**Énoncé proposé 1:**
Présentez sous forme de tableau Markdown, avec une colonne "N°" pour le numéro de rang et une colonne "Ligne" pour la ligne, la partie des entrées qui s'ouvre sur la ligne contenant "Put a marker on every instance of the ribbon" et va jusqu'à la fin des entrées, lignes vides exclues.

─── Extrait choisi

Un autre fait cependant témoigne que ces premières armoiries n'étaient pas officielles. En novembre 1696, le roi Louis XIV créa par édit un bureau placé sous la direction de Charles-René d'Hozier et qui avait pour tâche de gratifier d'armoiries, domaines, compagnies, corps, villes... Malgré elles et bien sûr en contrepartie d'une redevance bienvenue pour renflouer les caisses de l'Etat. Lors de la rédaction de l'Armorial Général de la France, la ville reçut donc les Armes suivantes : " de sable à  un chevron d'argent chargé d'une billette de sinople. " Difficile de faire plus simple. Ces armes furent aussi données, avec des variantes de couleur et une larme à  la place d'une billette, à  toutes les corporations de la ville ! Ainsi, celles de la corporation des teinturiers de Saint-Etienne étaient "d'azur, au chevron d'or chargé d'une larme d'azur", celles des couteliers "d'argent, au chevron de sinople chargé d'une larme d'argent" etc. Seuls les chirurgiens et les hôteliers, ainsi que les couvents, furent distingués par une représentation autre.

"Ces armes "à  la noix", on n'en veut pas ! Adieu ! sable, chevron, billette..." s'exclame Jean-Pierre Armand. Et en effet, ce blason à  la triste mine ne semble pas avoir été affiché dans la ville. Après la Révolution qui fit disparaître les blasons et affubla la ville du nom d'Armeville puis Communes d'Armes, l'Empire reprit à  son compte les traditions nobiliaires. Et le problème des armoiries de la ville se posa à  nouveau ! Comme sous Louis XIV, un bureau fut chargé en 1809, sous la direction de Montalivet, d'accorder des armoiries. Celles-ci cependant ne devaient représenter ni couronne, ni fleurs de lys, apanages de l'Ancien Régime, ni abeilles ou aigles appartenant au nouveau.

En septembre 1813, le Maire Pascal écrivant à  Monsieur de Gerando, Conseiller d'Etat, rappelait que " autant qu'on a pu le reconnaître d'après des écussons assez informes, la ville de Saint-Etienne portait d'azur à  deux palmes d'or en sautoir accompagnées d'une couronne royale du même en chef et de trois croix d'argent, une à  dextre, une à  senestre et la troisième en pointe. " Il proposait pour remplacer ces anciennes armoiries deux projets sans couronne, dont un qui avait reçu l'aval du préfet Ducolombier.

──────

**Énoncé proposé 2:**
Reprenez le passage de l'extrait sur les armoiries de Saint-Étienne qui s'ouvre sur les mots contenant "En septembre 1813, le" et se termine par "du préfet Ducolombier.", en mettant "couronne ducale" à la place de "couronne royale".

─── Données de travail

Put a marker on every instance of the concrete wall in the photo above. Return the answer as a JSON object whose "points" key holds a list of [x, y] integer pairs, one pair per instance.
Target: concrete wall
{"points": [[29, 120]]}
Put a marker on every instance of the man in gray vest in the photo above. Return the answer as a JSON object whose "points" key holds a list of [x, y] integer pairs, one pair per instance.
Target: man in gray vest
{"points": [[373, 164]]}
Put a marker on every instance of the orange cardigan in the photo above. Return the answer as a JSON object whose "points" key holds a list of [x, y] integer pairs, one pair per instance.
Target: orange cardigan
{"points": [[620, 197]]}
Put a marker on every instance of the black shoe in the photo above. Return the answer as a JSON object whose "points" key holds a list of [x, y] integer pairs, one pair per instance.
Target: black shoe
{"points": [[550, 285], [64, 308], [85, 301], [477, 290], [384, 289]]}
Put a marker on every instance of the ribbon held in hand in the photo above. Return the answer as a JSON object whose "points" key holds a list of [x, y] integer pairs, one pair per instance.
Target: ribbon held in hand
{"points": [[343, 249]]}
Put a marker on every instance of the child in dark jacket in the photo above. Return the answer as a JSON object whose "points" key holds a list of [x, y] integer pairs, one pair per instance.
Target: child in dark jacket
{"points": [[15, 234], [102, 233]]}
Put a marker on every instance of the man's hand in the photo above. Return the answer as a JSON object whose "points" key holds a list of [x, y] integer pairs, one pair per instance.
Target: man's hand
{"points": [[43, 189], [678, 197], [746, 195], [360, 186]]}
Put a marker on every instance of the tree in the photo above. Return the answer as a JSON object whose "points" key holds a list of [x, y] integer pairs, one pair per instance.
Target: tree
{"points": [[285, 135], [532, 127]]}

──────

**Réponse rédigée 1:**
| N° | Ligne |
|---|---|
| 1 | Put a marker on every instance of the ribbon held in hand in the photo above. Return the answer as a JSON object whose "points" key holds a list of [x, y] integer pairs, one pair per instance. |
| 2 | Target: ribbon held in hand |
| 3 | {"points": [[343, 249]]} |
| 4 | Put a marker on every instance of the child in dark jacket in the photo above. Return the answer as a JSON object whose "points" key holds a list of [x, y] integer pairs, one pair per instance. |
| 5 | Target: child in dark jacket |
| 6 | {"points": [[15, 234], [102, 233]]} |
| 7 | Put a marker on every instance of the man's hand in the photo above. Return the answer as a JSON object whose "points" key holds a list of [x, y] integer pairs, one pair per instance. |
| 8 | Target: man's hand |
| 9 | {"points": [[43, 189], [678, 197], [746, 195], [360, 186]]} |
| 10 | Put a marker on every instance of the tree in the photo above. Return the answer as a JSON object whose "points" key holds a list of [x, y] integer pairs, one pair per instance. |
| 11 | Target: tree |
| 12 | {"points": [[285, 135], [532, 127]]} |

**Réponse rédigée 2:**
En septembre 1813, le Maire Pascal écrivant à  Monsieur de Gerando, Conseiller d'Etat, rappelait que " autant qu'on a pu le reconnaître d'après des écussons assez informes, la ville de Saint-Etienne portait d'azur à  deux palmes d'or en sautoir accompagnées d'une couronne ducale du même en chef et de trois croix d'argent, une à  dextre, une à  senestre et la troisième en pointe. " Il proposait pour remplacer ces anciennes armoiries deux projets sans couronne, dont un qui avait reçu l'aval du préfet Ducolombier.